**INPUT DATA**

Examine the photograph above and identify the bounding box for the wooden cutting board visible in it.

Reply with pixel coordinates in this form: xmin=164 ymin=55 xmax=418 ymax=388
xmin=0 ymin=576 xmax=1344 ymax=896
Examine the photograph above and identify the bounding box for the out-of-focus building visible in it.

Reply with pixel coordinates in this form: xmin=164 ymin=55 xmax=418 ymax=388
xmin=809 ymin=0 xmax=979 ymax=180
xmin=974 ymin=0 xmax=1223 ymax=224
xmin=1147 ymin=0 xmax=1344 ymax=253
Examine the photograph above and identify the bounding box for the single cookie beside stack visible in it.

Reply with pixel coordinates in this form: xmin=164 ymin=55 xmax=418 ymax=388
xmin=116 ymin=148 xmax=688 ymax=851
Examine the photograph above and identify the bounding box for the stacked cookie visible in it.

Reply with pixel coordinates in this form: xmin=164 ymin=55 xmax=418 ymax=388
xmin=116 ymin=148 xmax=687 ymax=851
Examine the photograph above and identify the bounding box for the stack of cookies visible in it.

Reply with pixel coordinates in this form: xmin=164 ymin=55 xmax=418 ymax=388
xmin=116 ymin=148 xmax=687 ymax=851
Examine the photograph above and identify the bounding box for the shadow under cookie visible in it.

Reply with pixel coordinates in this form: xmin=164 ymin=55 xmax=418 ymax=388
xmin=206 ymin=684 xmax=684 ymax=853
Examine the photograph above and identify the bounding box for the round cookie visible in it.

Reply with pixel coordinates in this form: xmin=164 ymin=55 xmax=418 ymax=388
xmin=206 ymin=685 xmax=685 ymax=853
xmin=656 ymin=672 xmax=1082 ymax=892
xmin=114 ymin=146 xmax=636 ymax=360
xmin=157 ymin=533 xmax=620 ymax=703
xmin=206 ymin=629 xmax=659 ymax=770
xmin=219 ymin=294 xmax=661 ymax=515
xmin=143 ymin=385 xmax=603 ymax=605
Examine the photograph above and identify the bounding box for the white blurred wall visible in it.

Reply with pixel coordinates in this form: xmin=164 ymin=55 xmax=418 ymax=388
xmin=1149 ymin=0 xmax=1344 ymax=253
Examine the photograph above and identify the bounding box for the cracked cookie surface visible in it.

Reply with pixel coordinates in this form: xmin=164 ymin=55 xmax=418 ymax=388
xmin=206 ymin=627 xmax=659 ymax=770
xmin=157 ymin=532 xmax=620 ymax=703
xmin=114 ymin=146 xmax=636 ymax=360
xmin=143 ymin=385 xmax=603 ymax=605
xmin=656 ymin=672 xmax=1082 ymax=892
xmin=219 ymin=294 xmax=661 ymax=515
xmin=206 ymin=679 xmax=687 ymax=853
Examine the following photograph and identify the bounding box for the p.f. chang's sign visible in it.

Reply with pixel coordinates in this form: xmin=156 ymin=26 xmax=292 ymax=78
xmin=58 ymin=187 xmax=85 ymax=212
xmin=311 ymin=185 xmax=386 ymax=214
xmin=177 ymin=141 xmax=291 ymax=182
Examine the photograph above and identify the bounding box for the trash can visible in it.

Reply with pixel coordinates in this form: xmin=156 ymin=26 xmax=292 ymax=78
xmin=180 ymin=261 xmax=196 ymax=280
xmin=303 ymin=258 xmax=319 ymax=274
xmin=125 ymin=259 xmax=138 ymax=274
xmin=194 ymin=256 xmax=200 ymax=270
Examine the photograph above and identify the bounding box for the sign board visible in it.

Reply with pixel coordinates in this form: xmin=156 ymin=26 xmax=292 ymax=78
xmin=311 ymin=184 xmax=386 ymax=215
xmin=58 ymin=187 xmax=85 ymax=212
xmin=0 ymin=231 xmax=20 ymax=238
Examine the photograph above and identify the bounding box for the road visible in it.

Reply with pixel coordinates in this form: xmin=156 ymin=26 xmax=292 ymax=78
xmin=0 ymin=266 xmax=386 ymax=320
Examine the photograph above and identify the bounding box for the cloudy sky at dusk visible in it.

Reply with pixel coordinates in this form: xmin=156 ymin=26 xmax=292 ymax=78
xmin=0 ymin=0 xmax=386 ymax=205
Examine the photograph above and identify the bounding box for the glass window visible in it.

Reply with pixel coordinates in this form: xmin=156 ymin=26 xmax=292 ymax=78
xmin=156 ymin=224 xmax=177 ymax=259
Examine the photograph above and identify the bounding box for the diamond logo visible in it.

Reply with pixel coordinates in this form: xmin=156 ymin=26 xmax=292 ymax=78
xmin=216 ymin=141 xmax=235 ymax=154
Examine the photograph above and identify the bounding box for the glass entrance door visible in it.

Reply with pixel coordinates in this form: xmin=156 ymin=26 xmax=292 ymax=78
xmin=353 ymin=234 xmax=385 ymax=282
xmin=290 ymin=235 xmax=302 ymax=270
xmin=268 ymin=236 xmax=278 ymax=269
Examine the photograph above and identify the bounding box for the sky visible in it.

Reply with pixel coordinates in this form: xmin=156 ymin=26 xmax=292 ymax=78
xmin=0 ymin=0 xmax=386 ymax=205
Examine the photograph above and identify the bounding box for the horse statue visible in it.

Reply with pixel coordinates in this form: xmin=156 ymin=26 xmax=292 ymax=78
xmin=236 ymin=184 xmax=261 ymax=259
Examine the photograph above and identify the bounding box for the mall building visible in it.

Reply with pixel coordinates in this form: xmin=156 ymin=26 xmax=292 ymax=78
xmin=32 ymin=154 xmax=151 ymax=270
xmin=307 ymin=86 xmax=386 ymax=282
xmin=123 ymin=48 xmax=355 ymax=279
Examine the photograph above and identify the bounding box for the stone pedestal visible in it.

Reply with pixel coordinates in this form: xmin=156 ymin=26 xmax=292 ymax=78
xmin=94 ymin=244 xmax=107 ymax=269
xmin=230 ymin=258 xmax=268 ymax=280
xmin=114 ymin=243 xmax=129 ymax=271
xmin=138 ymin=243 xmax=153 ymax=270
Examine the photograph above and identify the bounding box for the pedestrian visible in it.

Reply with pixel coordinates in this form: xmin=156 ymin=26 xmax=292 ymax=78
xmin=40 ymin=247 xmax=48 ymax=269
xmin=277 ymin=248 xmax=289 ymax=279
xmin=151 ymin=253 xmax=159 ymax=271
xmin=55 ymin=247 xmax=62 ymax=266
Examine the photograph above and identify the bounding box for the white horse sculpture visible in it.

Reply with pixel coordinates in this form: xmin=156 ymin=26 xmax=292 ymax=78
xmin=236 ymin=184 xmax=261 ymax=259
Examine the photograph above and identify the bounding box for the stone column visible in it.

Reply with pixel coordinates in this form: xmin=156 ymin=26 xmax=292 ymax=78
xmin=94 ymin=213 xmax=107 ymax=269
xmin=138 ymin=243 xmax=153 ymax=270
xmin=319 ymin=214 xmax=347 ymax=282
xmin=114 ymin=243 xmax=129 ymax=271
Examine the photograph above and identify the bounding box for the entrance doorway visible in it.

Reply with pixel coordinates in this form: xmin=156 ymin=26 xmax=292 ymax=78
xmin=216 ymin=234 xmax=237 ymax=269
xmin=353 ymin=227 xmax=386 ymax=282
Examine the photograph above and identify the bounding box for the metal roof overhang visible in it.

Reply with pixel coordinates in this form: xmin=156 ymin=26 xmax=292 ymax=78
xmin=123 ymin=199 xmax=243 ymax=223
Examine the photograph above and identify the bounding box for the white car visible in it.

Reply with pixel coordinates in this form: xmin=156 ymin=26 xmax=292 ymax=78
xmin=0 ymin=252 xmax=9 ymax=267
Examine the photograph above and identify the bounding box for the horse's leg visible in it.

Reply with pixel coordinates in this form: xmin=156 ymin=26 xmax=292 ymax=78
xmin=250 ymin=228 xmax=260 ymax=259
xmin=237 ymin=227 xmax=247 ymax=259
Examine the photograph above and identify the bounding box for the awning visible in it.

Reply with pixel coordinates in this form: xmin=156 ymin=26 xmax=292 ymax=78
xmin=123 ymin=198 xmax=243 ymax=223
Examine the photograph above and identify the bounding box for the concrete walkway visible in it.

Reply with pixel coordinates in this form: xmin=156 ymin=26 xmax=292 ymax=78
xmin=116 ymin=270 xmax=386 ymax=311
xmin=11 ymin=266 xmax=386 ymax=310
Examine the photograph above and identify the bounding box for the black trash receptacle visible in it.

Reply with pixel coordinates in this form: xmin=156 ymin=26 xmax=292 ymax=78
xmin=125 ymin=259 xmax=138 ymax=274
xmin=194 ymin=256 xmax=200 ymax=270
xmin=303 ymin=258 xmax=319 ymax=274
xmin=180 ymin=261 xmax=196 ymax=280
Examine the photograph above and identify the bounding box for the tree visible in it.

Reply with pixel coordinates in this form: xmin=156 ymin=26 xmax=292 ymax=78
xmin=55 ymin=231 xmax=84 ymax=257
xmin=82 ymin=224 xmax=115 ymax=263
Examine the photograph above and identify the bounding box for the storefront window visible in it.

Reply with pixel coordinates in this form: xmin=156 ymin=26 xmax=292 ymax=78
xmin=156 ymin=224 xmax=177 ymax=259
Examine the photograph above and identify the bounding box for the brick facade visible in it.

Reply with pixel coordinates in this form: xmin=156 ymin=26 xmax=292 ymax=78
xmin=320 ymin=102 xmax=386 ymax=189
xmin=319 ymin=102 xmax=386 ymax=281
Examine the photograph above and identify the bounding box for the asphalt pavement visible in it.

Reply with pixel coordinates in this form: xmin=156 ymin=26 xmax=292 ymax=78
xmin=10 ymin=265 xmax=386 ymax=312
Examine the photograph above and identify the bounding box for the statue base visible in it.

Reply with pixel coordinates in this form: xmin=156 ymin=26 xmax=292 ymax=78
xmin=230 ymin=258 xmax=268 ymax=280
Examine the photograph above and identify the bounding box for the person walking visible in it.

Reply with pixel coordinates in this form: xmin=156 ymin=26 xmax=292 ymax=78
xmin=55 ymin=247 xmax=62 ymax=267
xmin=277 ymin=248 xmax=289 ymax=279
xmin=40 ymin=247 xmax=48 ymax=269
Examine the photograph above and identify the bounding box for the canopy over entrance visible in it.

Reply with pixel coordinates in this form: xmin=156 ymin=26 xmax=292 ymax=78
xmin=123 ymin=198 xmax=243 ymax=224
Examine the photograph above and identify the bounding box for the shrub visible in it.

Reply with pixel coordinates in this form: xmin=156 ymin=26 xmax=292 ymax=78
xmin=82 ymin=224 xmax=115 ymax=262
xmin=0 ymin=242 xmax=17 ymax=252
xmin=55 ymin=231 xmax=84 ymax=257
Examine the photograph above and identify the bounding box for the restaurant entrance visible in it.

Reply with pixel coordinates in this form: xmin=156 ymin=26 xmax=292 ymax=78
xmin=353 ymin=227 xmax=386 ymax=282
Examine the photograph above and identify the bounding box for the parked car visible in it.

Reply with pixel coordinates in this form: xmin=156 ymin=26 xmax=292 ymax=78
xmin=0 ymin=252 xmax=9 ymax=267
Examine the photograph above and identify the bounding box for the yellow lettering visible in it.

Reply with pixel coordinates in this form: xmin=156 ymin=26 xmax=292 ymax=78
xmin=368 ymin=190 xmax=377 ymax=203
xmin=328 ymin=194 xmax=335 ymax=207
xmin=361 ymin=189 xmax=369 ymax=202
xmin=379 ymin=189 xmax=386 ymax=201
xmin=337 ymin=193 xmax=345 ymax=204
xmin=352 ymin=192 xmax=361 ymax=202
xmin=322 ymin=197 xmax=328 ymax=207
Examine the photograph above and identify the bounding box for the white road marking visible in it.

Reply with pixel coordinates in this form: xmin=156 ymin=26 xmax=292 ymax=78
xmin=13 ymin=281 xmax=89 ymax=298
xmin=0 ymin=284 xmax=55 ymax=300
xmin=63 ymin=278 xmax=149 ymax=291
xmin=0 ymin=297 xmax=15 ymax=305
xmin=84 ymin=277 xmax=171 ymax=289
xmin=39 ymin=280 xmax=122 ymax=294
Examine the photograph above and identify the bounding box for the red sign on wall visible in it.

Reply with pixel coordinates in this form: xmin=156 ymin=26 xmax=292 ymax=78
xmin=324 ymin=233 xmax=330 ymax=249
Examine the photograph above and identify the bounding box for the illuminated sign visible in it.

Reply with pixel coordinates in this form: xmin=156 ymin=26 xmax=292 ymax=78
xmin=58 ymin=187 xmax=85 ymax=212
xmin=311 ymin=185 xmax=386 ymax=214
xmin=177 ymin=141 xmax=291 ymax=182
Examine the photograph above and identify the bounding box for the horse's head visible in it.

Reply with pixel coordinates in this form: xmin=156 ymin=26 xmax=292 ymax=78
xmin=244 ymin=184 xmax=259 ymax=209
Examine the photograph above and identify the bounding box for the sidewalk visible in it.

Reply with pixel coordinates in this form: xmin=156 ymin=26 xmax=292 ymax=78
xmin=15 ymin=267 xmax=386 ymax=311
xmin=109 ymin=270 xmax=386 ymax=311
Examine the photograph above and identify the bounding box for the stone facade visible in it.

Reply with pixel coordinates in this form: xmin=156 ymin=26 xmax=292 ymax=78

**WHAT THIS TASK INVOLVES**
Starting at the beginning of the records above and ending at the line that contains "xmin=1147 ymin=0 xmax=1344 ymax=253", lay out every line as a string in a JSON list, one string per line and with blank lines omitted.

**WRITTEN ANSWER**
[
  "Examine the photograph above and identify the bounding box for the wooden cutting board visible in it.",
  "Reply with pixel coordinates in this form: xmin=164 ymin=55 xmax=418 ymax=388",
  "xmin=0 ymin=576 xmax=1344 ymax=896",
  "Examine the photograph above and identify the bounding box for the out-of-focus building visible in it.",
  "Reply with pixel coordinates in this form: xmin=164 ymin=55 xmax=418 ymax=388",
  "xmin=809 ymin=0 xmax=979 ymax=180",
  "xmin=974 ymin=0 xmax=1223 ymax=224",
  "xmin=1147 ymin=0 xmax=1344 ymax=253"
]